* START Exercise data *

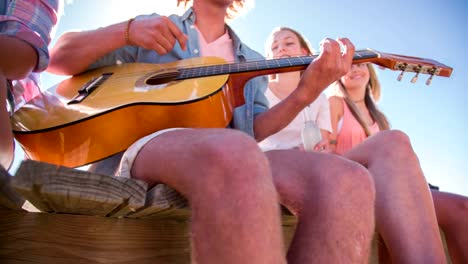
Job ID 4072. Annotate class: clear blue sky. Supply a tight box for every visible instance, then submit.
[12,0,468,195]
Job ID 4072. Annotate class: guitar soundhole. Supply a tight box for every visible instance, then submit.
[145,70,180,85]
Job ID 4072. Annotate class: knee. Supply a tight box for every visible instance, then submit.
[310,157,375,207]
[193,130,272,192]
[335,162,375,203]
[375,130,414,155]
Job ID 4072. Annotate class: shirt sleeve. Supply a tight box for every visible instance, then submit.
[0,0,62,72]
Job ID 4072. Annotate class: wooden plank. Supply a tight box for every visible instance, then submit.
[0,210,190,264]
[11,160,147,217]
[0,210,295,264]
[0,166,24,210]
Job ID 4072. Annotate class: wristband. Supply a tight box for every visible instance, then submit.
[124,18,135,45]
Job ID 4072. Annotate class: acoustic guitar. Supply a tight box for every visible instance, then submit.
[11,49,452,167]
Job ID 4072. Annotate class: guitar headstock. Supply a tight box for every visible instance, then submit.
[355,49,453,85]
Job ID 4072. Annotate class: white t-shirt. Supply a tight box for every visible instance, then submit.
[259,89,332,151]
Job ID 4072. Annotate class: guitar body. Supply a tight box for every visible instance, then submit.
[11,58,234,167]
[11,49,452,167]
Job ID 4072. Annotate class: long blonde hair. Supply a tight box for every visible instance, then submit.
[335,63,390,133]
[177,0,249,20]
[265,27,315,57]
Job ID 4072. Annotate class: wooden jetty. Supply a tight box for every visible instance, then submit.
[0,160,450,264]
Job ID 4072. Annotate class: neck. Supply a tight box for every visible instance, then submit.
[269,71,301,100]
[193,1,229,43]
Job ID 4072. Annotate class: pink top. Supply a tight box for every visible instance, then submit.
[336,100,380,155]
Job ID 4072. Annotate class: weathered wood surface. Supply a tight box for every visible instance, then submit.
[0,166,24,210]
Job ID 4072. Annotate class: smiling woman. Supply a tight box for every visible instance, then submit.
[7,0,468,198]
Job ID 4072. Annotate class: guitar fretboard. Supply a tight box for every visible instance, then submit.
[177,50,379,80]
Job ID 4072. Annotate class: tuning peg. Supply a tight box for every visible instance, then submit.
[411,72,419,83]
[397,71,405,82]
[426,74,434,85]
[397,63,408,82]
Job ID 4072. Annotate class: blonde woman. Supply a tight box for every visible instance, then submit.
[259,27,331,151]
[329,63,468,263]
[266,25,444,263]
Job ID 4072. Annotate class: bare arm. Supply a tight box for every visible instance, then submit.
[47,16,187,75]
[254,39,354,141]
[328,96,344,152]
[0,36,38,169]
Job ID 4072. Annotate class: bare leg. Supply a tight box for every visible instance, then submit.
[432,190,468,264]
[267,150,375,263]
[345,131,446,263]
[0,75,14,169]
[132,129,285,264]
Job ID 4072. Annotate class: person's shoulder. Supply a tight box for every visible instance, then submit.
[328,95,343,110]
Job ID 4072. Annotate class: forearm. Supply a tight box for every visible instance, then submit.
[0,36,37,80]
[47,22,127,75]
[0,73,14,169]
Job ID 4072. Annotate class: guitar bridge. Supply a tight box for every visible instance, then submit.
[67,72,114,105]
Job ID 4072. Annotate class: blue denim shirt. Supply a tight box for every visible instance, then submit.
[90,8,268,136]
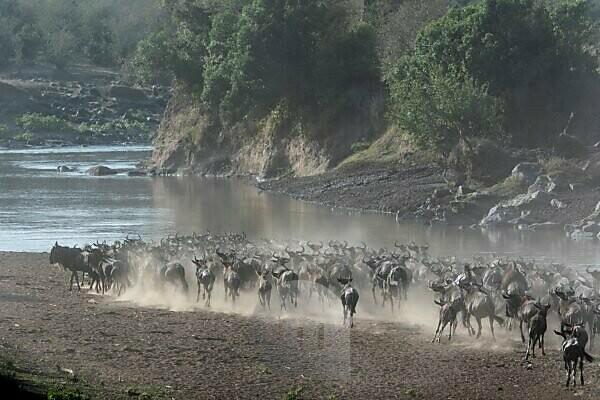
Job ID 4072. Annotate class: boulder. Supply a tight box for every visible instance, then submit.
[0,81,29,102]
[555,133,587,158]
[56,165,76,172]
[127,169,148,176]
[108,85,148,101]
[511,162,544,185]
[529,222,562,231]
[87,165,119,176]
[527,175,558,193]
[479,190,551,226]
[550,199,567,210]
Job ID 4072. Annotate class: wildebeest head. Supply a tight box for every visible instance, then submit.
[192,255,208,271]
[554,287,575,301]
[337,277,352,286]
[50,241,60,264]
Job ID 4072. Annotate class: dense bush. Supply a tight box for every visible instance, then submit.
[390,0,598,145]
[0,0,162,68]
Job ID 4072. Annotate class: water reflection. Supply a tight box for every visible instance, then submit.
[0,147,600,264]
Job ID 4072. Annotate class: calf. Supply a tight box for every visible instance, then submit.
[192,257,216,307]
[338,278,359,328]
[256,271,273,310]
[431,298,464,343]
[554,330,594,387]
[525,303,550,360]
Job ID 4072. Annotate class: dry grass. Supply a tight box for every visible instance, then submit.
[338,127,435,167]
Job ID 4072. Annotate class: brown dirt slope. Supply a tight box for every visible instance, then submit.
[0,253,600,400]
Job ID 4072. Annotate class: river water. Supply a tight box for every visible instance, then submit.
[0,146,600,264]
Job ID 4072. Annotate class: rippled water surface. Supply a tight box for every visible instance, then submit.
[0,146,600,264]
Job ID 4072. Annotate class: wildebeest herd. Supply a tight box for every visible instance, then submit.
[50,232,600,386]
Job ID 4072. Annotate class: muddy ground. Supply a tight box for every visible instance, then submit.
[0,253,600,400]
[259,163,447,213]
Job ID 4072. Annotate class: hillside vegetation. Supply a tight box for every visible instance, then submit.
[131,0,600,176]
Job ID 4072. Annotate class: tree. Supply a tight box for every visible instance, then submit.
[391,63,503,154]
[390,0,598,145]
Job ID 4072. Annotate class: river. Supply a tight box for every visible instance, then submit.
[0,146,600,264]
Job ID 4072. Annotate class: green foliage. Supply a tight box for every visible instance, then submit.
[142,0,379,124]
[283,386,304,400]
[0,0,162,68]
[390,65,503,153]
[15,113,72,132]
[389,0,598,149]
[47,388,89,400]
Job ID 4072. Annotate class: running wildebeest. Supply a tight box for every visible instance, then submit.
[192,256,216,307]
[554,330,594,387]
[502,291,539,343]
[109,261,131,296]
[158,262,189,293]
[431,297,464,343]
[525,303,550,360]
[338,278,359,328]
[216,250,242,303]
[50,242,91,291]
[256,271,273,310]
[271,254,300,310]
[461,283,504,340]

* END Exercise data *
* START Exercise data *

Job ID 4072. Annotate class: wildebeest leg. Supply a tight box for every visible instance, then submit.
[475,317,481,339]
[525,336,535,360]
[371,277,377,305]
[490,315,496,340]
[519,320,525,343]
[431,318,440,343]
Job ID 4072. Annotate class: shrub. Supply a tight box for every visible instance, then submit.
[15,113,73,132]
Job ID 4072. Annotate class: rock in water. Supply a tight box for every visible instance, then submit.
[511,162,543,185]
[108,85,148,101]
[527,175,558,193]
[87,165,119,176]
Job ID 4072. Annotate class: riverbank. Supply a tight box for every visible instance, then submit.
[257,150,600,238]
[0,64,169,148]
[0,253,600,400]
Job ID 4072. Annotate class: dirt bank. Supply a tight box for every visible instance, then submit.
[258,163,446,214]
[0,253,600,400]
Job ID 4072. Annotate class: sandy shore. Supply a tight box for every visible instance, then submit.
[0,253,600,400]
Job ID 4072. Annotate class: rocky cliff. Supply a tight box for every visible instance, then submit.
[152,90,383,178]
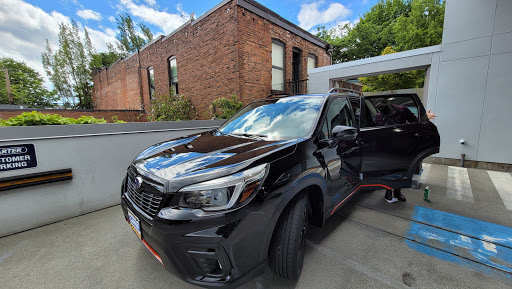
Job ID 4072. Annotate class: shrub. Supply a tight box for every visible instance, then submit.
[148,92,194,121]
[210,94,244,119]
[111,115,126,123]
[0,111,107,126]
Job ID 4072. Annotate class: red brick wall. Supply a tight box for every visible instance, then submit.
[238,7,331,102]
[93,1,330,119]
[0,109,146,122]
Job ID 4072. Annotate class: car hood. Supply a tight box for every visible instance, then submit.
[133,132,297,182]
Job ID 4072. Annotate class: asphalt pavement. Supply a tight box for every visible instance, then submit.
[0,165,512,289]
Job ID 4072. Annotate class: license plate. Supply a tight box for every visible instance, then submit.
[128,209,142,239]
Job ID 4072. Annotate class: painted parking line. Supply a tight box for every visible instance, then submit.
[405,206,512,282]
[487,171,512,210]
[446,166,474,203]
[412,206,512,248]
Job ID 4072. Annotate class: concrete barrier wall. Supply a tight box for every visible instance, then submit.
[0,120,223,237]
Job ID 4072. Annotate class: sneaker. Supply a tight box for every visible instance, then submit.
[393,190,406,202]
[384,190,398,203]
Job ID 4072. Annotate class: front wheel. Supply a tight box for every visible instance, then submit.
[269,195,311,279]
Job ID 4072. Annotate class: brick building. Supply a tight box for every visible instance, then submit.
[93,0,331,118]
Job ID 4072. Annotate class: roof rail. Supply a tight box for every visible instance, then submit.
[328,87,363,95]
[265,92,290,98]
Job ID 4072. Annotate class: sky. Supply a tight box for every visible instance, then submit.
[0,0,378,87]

* END Exercise data *
* START Exercise data *

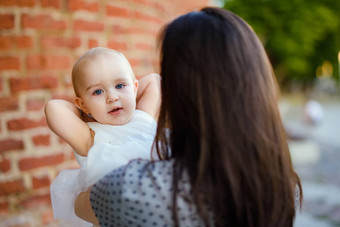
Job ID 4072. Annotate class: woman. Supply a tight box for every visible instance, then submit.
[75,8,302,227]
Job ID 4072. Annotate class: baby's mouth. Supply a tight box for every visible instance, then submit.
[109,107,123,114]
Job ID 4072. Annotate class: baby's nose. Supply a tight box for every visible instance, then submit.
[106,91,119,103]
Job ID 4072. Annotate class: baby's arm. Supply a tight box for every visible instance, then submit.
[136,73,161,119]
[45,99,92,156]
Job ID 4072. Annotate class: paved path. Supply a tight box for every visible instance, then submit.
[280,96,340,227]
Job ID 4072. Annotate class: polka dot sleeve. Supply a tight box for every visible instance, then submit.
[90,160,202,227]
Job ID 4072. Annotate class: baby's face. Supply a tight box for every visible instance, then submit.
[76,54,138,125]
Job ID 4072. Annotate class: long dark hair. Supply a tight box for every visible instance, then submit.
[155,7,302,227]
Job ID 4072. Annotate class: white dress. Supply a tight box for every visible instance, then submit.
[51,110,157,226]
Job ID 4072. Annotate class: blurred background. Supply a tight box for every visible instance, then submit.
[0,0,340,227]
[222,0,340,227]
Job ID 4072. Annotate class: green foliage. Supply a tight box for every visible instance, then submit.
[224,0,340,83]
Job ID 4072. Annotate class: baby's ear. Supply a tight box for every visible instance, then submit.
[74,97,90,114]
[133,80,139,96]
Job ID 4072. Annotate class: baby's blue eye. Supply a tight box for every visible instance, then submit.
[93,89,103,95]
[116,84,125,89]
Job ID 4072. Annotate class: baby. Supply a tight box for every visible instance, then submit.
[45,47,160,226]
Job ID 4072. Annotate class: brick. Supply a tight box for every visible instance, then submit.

* END Exercise data *

### What to do
Rescale the bounding-box coordinates in the records from the line with "Job ID 4072. Annotate class: baby's mouth." to the line with "[51,110,157,226]", both included, by writing out every one of those lines with each coordinate multiplied by 0.35 and rounded to a whole number, halves rounded up. Keep all other text in those lines unchanged, and give only these lines.

### Solution to the problem
Job ID 4072. Annotate class: baby's mouth. Supply a tight box for every visible instance, then submit.
[38,37,43,40]
Job ID 4072. Annotate class: baby's nose. Supply a tight box for every visible instance, then submit.
[37,32,42,36]
Job ID 4072. Annotate class: baby's arm. Supply a tight box for every visible instance, then submit.
[48,26,56,42]
[16,35,32,55]
Job ID 4072. Annotate class: paved path. Supply a tight box for every visible instance, then submit.
[98,34,119,79]
Job ID 4072. Annotate class: polka dot sleeve. Supply a tight box for every visible instance, then submit.
[32,56,71,79]
Job ID 4072. Annotate class: baby's face. Supply a tight box for every visible instance, then submit.
[27,19,48,44]
Job ID 4072. Annotate class: long dark hair. Supply a tight box for every visible instance, then submit.
[54,2,106,79]
Job ID 4072. Annotate class: white dress. Supply a tight box for every visible instance, then submit.
[18,39,55,79]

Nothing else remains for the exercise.